* **Stored data**:
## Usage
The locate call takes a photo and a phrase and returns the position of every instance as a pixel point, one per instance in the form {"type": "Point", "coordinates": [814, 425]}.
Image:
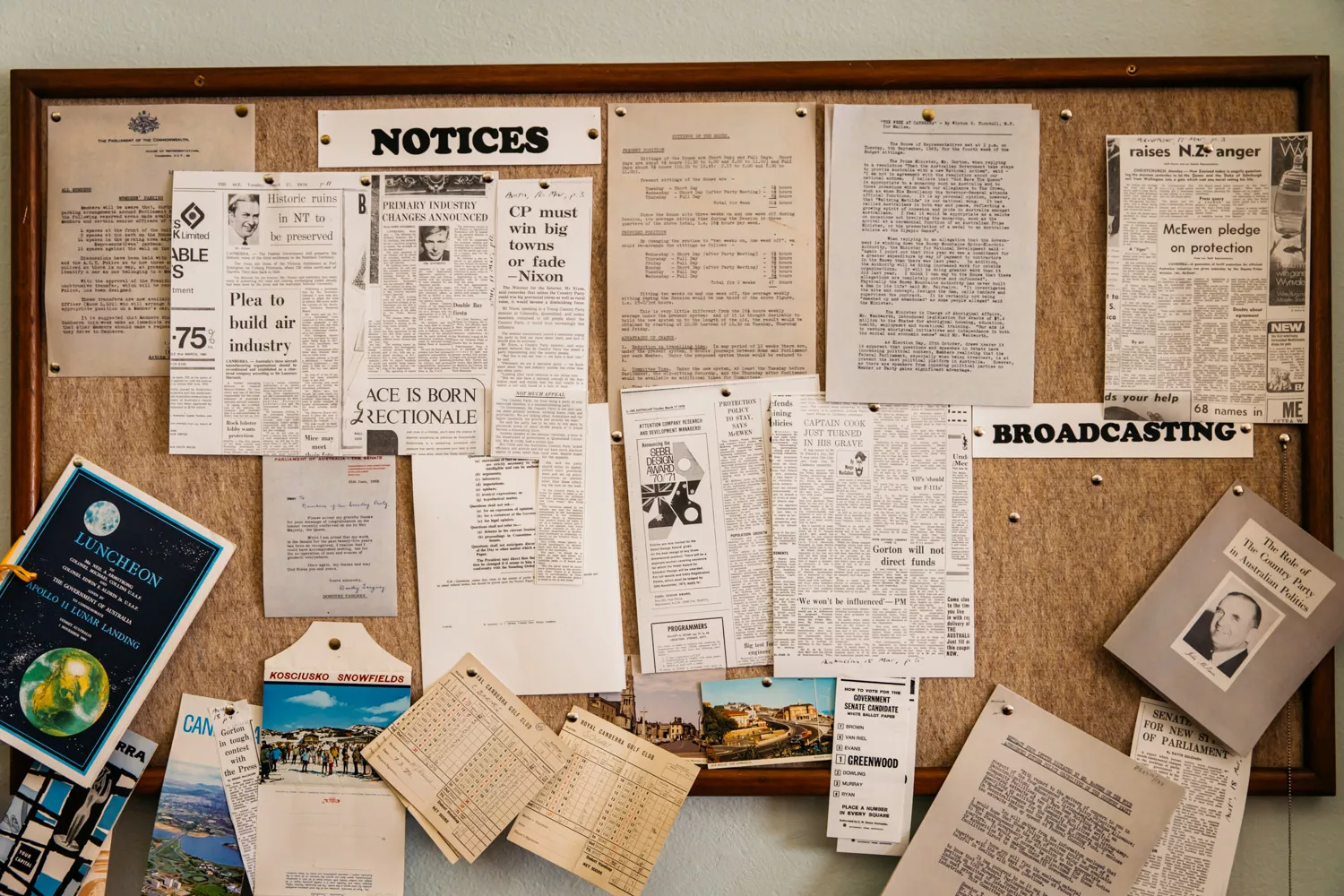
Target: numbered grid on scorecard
{"type": "Point", "coordinates": [634, 823]}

* **Task instructions**: Transcribe the data verbatim. No picture belongs in the result.

* **Written answer**:
## Usage
The locate call takes a photo and a phrase and returns the position of every instance as a pixel point, one per instance in the form {"type": "Point", "coordinates": [814, 425]}.
Image:
Target: numbered grid on scorecard
{"type": "Point", "coordinates": [634, 823]}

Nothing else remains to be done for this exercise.